§ **Required work**
The number of lines in the entries below holding the word "category" is all that is needed here.
------------------------------
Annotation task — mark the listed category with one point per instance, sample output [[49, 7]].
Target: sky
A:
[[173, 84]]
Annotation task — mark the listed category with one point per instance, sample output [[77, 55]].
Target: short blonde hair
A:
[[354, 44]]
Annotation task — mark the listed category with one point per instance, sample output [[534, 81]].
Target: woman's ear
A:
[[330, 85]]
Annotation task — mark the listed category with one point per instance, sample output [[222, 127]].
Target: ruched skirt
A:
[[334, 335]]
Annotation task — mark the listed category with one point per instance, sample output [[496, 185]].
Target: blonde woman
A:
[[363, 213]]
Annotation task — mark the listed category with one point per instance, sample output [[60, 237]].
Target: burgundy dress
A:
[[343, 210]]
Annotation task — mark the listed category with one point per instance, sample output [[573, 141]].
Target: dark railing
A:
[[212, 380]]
------------------------------
§ **The completed task**
7